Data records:
────────────────────

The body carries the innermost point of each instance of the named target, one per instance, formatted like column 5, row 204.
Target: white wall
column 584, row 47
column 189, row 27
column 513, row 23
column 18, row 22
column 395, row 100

────────────────────

### What to do
Repeat the records above exactly, with nothing left out.

### Response for this exercise
The body carries the innermost point of each instance of the named target, one per instance, formatted like column 5, row 204.
Target: white wall
column 584, row 47
column 189, row 27
column 513, row 23
column 18, row 22
column 395, row 100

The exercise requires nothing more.